===== DATA SECTION =====

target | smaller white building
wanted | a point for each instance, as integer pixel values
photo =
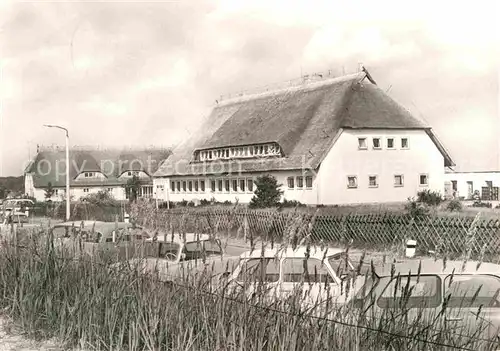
(464, 184)
(91, 171)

=====

#### [PROBLEM TO SOLVE]
If an entry contains a picture, omit it; restate everything else word for word.

#### [ANSWER TO THE EXERCISE]
target | smaller white building
wanted | a point for each instance, as integer pixel values
photo =
(464, 184)
(91, 171)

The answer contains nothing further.